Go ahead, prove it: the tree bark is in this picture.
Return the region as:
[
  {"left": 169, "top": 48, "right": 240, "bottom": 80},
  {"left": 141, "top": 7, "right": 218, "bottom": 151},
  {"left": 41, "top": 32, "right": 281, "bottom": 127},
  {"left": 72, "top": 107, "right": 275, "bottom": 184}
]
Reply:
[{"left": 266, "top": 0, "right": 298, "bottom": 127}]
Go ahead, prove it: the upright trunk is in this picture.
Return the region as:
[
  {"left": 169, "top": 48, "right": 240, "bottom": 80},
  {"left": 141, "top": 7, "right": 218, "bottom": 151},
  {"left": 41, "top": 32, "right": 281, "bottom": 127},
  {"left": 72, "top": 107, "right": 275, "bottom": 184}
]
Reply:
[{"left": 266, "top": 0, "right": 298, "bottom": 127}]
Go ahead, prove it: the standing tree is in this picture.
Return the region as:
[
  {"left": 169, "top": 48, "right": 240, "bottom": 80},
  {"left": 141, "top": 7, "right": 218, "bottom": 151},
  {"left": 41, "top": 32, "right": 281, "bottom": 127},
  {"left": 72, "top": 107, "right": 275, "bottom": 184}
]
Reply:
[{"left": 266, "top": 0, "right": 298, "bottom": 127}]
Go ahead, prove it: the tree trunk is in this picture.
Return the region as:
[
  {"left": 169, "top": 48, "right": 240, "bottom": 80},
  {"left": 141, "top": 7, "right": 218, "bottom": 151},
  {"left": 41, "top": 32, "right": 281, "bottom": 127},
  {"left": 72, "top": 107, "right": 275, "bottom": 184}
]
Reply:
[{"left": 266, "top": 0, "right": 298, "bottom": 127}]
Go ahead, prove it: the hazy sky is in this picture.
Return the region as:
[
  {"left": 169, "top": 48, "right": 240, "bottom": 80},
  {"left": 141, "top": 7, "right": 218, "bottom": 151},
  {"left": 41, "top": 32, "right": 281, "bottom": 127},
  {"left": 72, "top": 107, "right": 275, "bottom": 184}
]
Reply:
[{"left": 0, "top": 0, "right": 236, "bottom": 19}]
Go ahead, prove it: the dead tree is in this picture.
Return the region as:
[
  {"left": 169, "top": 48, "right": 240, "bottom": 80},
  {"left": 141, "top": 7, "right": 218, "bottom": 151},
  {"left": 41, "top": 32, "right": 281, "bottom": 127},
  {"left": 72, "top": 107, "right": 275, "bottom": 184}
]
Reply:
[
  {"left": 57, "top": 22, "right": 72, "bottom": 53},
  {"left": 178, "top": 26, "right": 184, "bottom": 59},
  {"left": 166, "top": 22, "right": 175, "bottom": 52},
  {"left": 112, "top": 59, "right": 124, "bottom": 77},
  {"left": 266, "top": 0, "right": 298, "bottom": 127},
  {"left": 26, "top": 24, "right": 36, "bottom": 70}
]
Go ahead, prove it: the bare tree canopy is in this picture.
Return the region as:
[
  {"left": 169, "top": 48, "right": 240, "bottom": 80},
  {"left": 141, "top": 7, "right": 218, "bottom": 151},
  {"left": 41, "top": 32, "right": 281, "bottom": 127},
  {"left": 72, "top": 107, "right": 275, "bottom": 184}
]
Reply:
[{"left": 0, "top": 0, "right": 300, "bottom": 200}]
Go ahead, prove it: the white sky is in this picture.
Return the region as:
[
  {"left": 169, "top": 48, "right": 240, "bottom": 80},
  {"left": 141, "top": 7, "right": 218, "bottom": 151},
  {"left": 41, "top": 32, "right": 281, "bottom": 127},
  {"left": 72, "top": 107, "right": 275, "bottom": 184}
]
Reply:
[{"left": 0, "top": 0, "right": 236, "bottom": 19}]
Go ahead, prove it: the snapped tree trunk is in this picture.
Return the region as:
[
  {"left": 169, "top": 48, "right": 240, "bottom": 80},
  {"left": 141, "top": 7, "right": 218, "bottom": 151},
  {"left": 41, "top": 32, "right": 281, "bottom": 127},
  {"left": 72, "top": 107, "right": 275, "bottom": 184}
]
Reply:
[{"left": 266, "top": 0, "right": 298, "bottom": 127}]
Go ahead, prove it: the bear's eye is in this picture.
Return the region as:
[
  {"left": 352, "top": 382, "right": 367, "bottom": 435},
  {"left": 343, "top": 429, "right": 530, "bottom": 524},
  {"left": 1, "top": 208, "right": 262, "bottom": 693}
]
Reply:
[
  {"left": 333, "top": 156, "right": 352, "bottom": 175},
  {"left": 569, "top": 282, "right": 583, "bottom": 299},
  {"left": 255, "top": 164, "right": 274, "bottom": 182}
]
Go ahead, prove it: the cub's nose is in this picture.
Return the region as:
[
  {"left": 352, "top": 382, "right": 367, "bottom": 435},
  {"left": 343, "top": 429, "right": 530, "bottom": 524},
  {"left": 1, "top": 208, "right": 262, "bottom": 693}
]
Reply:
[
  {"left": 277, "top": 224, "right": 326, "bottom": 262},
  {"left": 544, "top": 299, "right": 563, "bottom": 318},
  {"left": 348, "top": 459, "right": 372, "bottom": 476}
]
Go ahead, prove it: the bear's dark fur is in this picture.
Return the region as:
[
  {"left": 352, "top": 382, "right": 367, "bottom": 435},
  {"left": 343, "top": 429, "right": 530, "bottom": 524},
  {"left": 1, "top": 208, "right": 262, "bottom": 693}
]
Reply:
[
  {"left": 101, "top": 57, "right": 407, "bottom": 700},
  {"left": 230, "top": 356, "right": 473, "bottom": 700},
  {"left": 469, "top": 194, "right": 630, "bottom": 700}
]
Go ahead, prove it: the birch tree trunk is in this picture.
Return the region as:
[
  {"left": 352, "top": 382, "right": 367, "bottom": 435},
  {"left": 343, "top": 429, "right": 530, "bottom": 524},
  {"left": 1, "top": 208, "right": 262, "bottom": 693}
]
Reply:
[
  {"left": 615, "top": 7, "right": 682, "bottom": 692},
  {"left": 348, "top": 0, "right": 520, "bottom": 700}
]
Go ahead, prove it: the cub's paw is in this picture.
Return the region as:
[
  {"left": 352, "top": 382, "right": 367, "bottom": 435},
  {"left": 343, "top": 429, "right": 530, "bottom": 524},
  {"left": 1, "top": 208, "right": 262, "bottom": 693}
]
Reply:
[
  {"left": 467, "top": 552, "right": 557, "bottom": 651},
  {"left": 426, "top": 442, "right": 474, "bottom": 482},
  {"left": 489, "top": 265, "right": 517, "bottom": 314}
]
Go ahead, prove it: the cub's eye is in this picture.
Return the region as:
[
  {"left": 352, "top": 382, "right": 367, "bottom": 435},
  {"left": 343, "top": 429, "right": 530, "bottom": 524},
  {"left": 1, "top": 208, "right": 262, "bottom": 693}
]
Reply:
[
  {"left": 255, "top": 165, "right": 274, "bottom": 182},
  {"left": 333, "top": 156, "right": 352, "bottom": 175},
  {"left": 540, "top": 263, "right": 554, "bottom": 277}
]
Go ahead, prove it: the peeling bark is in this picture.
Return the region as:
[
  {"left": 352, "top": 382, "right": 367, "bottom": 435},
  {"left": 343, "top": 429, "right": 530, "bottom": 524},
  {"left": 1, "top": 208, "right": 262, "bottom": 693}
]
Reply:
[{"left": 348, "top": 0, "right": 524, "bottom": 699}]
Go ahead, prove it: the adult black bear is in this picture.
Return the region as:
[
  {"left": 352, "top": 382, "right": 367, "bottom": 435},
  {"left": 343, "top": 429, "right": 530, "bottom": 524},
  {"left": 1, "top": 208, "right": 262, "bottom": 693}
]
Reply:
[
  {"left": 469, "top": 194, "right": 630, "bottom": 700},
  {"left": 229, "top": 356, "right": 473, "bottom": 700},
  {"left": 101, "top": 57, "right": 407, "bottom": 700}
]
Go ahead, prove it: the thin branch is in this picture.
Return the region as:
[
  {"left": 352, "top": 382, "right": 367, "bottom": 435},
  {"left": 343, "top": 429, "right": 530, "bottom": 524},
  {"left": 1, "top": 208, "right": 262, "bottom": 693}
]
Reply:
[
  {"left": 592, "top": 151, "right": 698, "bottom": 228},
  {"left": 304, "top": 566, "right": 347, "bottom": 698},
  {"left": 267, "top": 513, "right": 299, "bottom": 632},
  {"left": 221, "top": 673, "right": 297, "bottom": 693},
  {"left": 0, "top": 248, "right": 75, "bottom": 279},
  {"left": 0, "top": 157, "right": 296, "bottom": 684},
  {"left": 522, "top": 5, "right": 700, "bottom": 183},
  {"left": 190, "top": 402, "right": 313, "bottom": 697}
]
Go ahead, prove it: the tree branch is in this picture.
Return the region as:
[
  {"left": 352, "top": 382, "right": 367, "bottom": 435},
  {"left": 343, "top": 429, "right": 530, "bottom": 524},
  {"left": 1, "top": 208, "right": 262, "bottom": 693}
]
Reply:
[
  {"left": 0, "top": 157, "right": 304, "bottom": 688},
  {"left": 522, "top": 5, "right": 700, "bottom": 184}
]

EXERCISE PROMPT: How many lines in the material above contain the string "trunk"? Reply with the number alone.

SOLUTION TO THE PROBLEM: 4